§ **Document segment**
+++

= R. Barbara Gitenstein =

President of The College of New Jersey

R. Barbara Gitenstein was the president of The College of New Jersey. She holds a bachelor's degree in English from Duke University ('70) and a Ph.D. in English and American literature from UNC in 1975. Gitenstein was born in Florala, Alabama, a town of 2,000 where hers was one of the few Jewish families. She attended Holton-Arms School, an all-woman's high school. On July 11, 2017, Gitenstein announced she would retire at the end of the 2017-2018 academic year.

She started her career in education at the University of Central Missouri where she served as an assistant professor in the English department. Gitenstein then moved to SUNY Oswego where she was subsequently named chair of the English department, and later appointed assistant provost. In 1992, Gitenstein moved to Drake University in Des Moines, Iowa, where she served as executive vice president and then provost. She then moved to TCNJ in 1999 as the first woman president. Gitenstein announced on January 1, 2018, that she would retire from The College of New Jersey effective June 30, 2018. She was replaced by Kathryn Foster of the University of Maine-Farmington.

Gitenstein has served on several corporate boards and committees, including the New Jersey Resources Corporation, the Mercer County Holocaust Advisory Committee, the Greater Mercer County and the New Jersey Chambers of Commerce, and co-chairman for the Guardian Angels dinner-dance hosted by Catholic Charities, board member of The Robert Wood Johnson University Hospital at Hamilton.

Gitenstein has published several articles on Jewish and American literature, authored the book "Apocalyptic Messianism and Contemporary Jewish-American Poetry."

+++

Stored entries
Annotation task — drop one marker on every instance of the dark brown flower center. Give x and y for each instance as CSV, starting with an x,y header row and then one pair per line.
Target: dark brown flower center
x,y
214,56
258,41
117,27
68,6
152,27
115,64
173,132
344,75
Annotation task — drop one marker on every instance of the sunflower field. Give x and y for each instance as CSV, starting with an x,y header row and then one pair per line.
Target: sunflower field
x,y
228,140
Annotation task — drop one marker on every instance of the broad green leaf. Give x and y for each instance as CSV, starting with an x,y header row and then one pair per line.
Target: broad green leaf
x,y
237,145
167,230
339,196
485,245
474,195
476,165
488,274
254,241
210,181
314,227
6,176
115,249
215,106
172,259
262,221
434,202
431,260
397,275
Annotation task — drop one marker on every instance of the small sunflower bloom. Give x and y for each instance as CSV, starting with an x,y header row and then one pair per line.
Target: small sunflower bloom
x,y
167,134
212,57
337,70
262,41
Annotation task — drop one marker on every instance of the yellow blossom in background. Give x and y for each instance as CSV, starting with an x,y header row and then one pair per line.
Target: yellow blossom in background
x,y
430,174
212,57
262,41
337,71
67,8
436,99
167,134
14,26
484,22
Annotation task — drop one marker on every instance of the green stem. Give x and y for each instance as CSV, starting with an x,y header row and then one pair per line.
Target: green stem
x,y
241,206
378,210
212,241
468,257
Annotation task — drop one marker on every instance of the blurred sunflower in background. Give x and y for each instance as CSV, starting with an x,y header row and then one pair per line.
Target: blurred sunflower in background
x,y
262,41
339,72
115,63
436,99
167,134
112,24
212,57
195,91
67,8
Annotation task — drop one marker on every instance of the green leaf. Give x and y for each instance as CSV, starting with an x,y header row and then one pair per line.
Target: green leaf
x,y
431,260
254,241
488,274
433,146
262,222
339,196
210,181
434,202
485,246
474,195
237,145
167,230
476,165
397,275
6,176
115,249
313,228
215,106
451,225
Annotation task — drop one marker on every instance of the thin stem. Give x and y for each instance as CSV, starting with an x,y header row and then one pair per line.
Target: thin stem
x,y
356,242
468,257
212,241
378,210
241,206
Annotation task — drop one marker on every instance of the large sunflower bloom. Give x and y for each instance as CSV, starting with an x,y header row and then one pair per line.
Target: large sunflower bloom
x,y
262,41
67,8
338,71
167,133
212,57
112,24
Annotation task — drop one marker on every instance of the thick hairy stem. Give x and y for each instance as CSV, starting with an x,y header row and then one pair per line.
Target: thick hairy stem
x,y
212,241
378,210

+++

§ **Using the information**
a. In the Gitenstein biography, in what town was Gitenstein born?
b. Set down, word for word, the stretch of the Gitenstein biography from "R. Barbara Gitenstein was" through "2017-2018 academic year.".
The data has no connection to the Gitenstein biography.

§ **Written answers**
a. Florala, Alabama.

b.
R. Barbara Gitenstein was the president of The College of New Jersey. She holds a bachelor's degree in English from Duke University ('70) and a Ph.D. in English and American literature from UNC in 1975. Gitenstein was born in Florala, Alabama, a town of 2,000 where hers was one of the few Jewish families. She attended Holton-Arms School, an all-woman's high school. On July 11, 2017, Gitenstein announced she would retire at the end of the 2017-2018 academic year.